**Exercise brief**
Output every record word for word.

**Information supplied**
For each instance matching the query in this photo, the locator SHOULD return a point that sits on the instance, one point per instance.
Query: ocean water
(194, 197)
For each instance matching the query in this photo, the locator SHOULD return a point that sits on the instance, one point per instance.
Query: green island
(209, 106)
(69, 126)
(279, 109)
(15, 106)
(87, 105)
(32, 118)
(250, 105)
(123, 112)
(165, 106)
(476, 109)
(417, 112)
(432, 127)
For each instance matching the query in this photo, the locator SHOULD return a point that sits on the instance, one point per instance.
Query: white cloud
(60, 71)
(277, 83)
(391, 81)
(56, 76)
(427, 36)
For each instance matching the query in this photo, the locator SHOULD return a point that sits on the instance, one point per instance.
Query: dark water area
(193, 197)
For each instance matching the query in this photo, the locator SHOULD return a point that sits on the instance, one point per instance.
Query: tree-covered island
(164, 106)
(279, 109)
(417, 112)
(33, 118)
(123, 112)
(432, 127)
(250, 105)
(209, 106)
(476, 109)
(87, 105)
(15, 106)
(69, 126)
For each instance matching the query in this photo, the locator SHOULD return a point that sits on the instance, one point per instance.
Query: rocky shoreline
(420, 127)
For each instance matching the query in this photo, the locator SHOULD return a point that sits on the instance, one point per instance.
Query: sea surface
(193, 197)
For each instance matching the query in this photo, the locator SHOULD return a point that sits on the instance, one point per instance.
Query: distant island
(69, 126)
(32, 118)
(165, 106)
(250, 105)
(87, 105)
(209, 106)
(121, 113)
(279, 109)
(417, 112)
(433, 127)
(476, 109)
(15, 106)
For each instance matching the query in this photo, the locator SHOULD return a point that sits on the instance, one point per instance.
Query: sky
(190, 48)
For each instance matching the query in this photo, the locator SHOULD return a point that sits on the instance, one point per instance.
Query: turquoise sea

**Answer to the problem**
For each instance matching the query in this photo, the locator SHOULD return a point that sits on the instance, one point per instance.
Query: ocean water
(194, 197)
For each instance matching the query in this photo, the locator SHOULD return a point that sits on the instance, one point per instance.
Query: green island
(209, 106)
(69, 126)
(279, 109)
(15, 106)
(87, 105)
(32, 118)
(250, 105)
(123, 112)
(165, 106)
(476, 109)
(417, 112)
(432, 127)
For each instance matching the query in this photo, the locator SHOULD return a point that sits on the instance, one point per instance.
Query: white cloud
(60, 71)
(277, 83)
(391, 81)
(56, 76)
(427, 36)
For each instance matching the query in this photo, the locator SHOULD return a point that sits on the instance, one point per instance.
Query: dark water area
(193, 197)
For each instance matching the query in this photo, the locator SHOULD return a point that sits on the instance, one point per instance.
Query: tree-covered island
(164, 106)
(279, 109)
(417, 112)
(33, 118)
(123, 112)
(432, 127)
(250, 105)
(209, 106)
(476, 109)
(87, 105)
(15, 106)
(69, 126)
For each instance matching the query in this photo, the locator SHOULD return a point that sits on the instance, one point per instance.
Query: rocky shoreline
(420, 127)
For each instance matching the query in this photo, the locator SHOULD return a point that sits on the instance, one point per instance.
Query: sea surface
(193, 197)
For each instance matching the query in this photo, the locator SHOULD return a point that sits on the instance, one point per instance.
Query: distant island
(69, 126)
(32, 118)
(165, 106)
(250, 105)
(87, 105)
(209, 106)
(121, 113)
(279, 109)
(417, 112)
(433, 127)
(476, 109)
(15, 106)
For each instance matching the query in this photo, the locator SHOULD return a point that sits on the instance, one point per instance.
Query: sky
(190, 48)
For each instance matching the query in this photo, the locator SHOULD return a point that sits on the instance, one point per instance.
Query: turquoise sea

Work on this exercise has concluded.